Source excerpt>
[start]
Domes and Minarets? Not in My Backyard, Say an Increasing Number of Germans
Part 2: "Why Would You Build a Mosque in an Area Where Nobody Lives?"
Of course the Protestant and Catholic churches stress unanimously that Germany's more than 3 million Muslims have the same constitutional right to build houses of worship.
But agreeing to a mosque, German Protestant leader Bishop Huber said at a national church meeting in 2007, should in no way preclude the opportunity for an open and critical discussion about the location, size and number of such buildings.
Location, size, number -- at least one of these factors seems to be out of proportion in some of the 184 new mosque projects. There are plenty of examples out there.
In Berlin the local Ahmadiyya congregation, just 200 members strong, is pushing construction of a mosque at a cost of around 1 million ($1.6 million) in Berlin's suburban Heinersdorf district, which is home to a paucity of Muslims. Feeling left out of the process by local politicians, furious residents quickly began to gather at numerous, often overflowing and sometimes tumultuous protest meetings. "No to the mosque" or, as in the time around the fall of the Berlin Wall in this former East German district, "We are the people." They demanded that their quiet neighborhood not be allowed to be transformed into a "second Kreuzberg," a reference to a downtown Berlin neighborhood known for its massive Turkish immigrant population. "Why?" one of the speakers asked, drawing applause, "Why would you build a mosque in an area where no Muslims live?"
[end]
Required tasks>
a. Copy out the article on mosque construction in Germany word for word, in full.
b. Set out every one of the rows below as a numbered list, skipping any blank lines.

Available records>
[start]
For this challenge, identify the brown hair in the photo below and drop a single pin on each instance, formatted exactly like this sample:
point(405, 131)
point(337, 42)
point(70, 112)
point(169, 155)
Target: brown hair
[end]
Exercise responses>
a.
Domes and Minarets? Not in My Backyard, Say an Increasing Number of Germans
Part 2: "Why Would You Build a Mosque in an Area Where Nobody Lives?"
Of course the Protestant and Catholic churches stress unanimously that Germany's more than 3 million Muslims have the same constitutional right to build houses of worship.
But agreeing to a mosque, German Protestant leader Bishop Huber said at a national church meeting in 2007, should in no way preclude the opportunity for an open and critical discussion about the location, size and number of such buildings.
Location, size, number -- at least one of these factors seems to be out of proportion in some of the 184 new mosque projects. There are plenty of examples out there.
In Berlin the local Ahmadiyya congregation, just 200 members strong, is pushing construction of a mosque at a cost of around 1 million ($1.6 million) in Berlin's suburban Heinersdorf district, which is home to a paucity of Muslims. Feeling left out of the process by local politicians, furious residents quickly began to gather at numerous, often overflowing and sometimes tumultuous protest meetings. "No to the mosque" or, as in the time around the fall of the Berlin Wall in this former East German district, "We are the people." They demanded that their quiet neighborhood not be allowed to be transformed into a "second Kreuzberg," a reference to a downtown Berlin neighborhood known for its massive Turkish immigrant population. "Why?" one of the speakers asked, drawing applause, "Why would you build a mosque in an area where no Muslims live?"

b.
1. For this challenge, identify the brown hair in the photo below and drop a single pin on each instance, formatted exactly like this sample:
2. point(405, 131)
3. point(337, 42)
4. point(70, 112)
5. point(169, 155)
6. Target: brown hair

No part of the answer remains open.